** AVAILABLE RECORDS **
------------------------------------------------------------

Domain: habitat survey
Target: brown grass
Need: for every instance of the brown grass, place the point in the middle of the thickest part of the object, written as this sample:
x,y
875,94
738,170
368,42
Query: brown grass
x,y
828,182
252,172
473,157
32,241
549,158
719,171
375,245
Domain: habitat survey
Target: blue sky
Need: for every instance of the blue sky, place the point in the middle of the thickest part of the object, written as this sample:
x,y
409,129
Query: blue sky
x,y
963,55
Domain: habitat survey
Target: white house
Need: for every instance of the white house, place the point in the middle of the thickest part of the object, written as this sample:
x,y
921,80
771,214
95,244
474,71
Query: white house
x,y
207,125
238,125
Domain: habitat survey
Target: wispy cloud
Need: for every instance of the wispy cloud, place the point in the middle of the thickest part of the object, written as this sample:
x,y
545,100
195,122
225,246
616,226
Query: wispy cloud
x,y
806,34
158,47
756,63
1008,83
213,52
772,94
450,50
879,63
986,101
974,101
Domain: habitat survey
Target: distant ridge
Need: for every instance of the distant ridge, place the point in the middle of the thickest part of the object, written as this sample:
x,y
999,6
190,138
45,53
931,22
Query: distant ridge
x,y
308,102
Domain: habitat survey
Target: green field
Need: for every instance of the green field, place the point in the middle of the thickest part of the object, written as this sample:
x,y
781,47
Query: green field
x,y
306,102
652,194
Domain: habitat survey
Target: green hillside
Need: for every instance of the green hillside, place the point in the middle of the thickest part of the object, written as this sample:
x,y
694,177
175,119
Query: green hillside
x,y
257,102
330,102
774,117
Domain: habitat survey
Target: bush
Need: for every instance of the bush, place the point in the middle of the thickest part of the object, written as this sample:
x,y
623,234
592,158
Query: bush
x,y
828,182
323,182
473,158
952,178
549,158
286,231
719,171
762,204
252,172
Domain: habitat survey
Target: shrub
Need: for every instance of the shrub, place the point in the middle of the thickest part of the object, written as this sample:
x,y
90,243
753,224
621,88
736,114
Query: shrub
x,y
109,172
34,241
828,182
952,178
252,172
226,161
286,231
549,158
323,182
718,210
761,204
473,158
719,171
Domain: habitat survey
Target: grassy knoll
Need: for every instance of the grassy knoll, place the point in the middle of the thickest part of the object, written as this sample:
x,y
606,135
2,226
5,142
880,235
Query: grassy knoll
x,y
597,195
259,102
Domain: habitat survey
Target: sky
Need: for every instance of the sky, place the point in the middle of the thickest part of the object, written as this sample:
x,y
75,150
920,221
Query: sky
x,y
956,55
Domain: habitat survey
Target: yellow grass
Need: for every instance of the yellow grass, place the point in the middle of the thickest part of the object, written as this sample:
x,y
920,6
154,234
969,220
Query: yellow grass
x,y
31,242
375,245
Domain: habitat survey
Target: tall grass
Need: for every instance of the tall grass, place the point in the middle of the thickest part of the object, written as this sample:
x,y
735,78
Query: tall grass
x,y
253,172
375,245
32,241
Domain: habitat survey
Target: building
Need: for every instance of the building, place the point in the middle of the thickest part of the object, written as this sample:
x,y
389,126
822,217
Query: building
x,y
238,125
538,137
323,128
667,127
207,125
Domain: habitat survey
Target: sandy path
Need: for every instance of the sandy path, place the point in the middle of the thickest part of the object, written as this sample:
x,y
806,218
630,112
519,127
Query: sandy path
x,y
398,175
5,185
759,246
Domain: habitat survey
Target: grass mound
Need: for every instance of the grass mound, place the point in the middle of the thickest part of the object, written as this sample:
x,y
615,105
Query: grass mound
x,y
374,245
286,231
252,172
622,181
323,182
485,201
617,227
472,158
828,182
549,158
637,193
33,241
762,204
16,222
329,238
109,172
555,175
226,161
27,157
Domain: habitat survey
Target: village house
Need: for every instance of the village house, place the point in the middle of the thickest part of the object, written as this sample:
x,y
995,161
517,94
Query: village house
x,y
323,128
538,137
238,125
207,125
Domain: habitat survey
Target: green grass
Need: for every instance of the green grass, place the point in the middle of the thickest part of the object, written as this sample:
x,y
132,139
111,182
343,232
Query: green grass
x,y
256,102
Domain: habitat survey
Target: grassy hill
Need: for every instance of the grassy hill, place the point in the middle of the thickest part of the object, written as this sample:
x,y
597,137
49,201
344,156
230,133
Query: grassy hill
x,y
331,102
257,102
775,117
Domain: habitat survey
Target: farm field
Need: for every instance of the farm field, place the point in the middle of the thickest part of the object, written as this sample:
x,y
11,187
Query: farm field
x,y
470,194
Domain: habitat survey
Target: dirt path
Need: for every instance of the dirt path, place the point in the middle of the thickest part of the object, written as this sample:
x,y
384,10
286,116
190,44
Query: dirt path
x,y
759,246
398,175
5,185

------------------------------------------------------------

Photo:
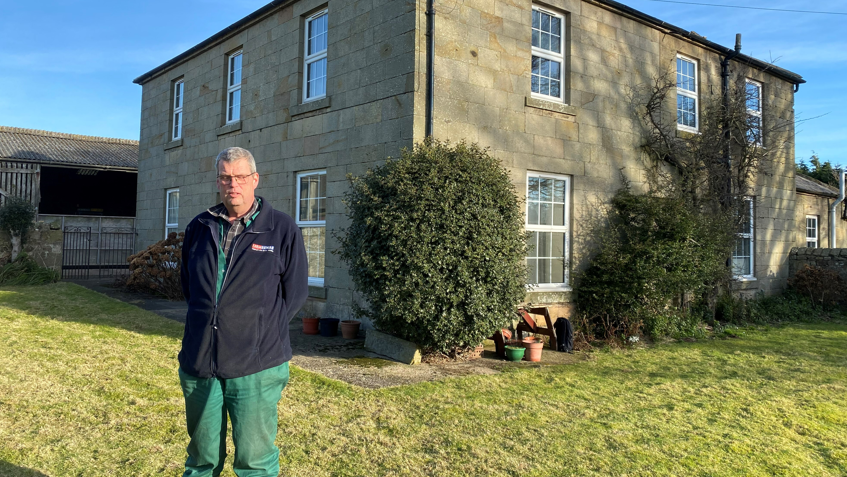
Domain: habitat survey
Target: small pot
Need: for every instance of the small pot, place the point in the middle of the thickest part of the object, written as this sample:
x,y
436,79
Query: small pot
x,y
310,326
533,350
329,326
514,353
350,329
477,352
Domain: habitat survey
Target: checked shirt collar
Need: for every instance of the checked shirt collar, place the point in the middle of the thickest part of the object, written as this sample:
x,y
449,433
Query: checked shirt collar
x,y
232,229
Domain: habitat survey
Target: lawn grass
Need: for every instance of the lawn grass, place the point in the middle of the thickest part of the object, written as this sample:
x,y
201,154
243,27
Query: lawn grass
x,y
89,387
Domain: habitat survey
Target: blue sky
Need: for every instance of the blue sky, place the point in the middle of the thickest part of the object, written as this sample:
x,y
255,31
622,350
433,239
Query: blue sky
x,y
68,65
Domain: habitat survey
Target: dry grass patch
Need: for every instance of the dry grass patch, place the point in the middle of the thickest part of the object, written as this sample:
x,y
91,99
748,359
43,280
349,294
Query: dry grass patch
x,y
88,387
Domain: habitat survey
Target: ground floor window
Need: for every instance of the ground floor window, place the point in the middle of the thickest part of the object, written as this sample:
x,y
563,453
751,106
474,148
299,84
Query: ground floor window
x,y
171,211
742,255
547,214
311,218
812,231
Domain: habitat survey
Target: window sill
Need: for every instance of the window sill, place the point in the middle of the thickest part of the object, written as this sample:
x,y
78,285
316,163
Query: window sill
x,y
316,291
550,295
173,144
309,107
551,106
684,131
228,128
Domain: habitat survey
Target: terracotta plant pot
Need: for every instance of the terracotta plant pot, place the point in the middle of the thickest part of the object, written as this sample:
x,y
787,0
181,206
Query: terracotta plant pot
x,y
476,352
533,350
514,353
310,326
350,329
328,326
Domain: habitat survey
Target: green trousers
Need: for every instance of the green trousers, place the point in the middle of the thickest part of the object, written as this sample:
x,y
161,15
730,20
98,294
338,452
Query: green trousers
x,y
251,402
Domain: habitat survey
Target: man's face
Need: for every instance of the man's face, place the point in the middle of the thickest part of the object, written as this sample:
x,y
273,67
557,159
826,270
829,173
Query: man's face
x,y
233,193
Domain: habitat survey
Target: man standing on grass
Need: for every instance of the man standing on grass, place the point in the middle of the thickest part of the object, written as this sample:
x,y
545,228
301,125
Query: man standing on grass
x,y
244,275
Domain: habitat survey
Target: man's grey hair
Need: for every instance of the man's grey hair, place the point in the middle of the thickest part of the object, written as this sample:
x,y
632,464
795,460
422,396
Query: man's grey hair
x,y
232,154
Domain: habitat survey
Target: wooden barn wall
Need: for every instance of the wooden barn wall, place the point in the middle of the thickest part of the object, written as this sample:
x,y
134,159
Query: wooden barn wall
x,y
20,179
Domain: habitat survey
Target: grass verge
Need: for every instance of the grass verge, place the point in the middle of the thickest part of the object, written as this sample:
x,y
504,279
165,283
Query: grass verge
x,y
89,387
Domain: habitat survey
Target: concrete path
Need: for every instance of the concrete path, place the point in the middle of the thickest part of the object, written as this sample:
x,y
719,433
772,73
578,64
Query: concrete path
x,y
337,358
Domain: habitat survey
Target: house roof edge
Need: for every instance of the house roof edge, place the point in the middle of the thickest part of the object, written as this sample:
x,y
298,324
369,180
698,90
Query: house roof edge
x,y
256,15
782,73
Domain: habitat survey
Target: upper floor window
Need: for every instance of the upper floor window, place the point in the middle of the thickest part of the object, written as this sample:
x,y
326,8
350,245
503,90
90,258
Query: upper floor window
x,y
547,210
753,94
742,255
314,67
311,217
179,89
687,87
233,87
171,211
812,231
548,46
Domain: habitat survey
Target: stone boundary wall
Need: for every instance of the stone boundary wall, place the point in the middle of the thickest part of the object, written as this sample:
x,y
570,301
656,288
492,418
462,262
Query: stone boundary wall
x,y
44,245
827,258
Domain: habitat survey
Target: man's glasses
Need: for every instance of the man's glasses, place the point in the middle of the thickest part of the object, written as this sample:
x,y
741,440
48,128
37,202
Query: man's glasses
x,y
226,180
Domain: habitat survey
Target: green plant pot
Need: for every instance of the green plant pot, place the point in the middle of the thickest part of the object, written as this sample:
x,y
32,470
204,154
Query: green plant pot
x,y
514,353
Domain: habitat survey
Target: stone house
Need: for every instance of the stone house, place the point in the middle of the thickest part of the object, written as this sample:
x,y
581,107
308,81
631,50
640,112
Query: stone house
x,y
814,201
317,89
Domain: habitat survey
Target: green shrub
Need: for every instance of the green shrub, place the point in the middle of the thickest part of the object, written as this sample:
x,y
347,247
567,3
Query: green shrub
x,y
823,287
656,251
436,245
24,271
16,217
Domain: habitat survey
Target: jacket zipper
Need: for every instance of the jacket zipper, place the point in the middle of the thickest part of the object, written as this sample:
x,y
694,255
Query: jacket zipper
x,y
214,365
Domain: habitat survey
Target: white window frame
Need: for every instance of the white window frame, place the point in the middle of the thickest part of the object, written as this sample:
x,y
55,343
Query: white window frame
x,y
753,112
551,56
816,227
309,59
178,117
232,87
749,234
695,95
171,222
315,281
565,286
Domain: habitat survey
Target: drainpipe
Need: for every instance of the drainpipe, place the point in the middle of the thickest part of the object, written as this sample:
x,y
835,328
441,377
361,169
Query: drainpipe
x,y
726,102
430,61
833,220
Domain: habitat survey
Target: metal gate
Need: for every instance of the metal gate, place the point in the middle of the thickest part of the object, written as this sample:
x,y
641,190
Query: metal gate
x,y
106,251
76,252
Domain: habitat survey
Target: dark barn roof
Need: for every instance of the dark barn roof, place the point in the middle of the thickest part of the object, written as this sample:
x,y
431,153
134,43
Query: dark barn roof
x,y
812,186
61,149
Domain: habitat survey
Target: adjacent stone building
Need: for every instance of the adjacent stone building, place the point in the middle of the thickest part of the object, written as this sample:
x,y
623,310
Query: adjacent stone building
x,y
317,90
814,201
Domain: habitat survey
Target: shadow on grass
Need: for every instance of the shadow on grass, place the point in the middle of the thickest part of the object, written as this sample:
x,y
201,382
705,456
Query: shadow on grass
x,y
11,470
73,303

------------------------------------------------------------

When you reach the line containing "Need: for every instance of the lawn" in the data above, start copying exactly, and stop after the line containing "Target: man's grey hair".

** TASK SOLUTION **
Need: for every instance of the lawn grass, place the point in the middle of the thickest part of the object, written as this sample:
x,y
201,154
243,27
Query: lawn grass
x,y
89,387
Domain: habitat survey
Target: blue sky
Need: for every instance of the blue sky, place the point in the middle of the thickest part of the object, written as this sample:
x,y
255,31
622,350
433,239
Query: blue sky
x,y
68,65
Domain: habitat survey
Target: dry grass patch
Need: for every instance of the dry grass patch, place the point in the middle of the thickest part of the object, written as this sample:
x,y
91,99
748,359
43,280
349,294
Query: dry grass patch
x,y
88,387
Domain: habitat survey
Target: ground floor window
Need: for every instance of the ground floor window, place the point in the middle of the thickest part of the object, written as this sample:
x,y
563,453
751,106
474,148
299,84
Query: ground floor window
x,y
171,211
742,255
547,214
311,218
812,231
Domain: habitat survey
Target: window sill
Need: for every instance of the window sill, place the point in the middle of the thickest part of the object, written as this sample:
x,y
78,285
316,163
Query: window sill
x,y
316,291
550,295
173,144
309,107
551,106
684,131
228,128
Domain: habitat survey
Target: terracotta plant pot
Need: for every instance of the terracotta plant pot, place the point in the middle of the thickest part of the object, written as this sample:
x,y
787,0
181,206
Query: terracotta plant pot
x,y
476,352
533,350
514,353
310,326
350,329
328,326
Domain: habitat survey
Target: green trousers
Need: for every instance of the green trousers, place the point in the middle of the thickest part of the object, written as this sample:
x,y
161,15
730,20
98,294
338,452
Query: green trousers
x,y
251,402
Domain: habitat survey
Target: man's face
Need: for every instance of the man's face, place the point in the middle of the thickest part of the object, written as this sample:
x,y
273,67
557,159
826,270
829,173
Query: man's face
x,y
233,193
Domain: habitat survey
Target: man standing on grass
Need: for every instance of the man standing on grass, place the point in the middle of the thickest part of the object, written as this sample:
x,y
545,228
301,125
Query: man standing on grass
x,y
244,275
Domain: habitat survey
Target: man's grey hair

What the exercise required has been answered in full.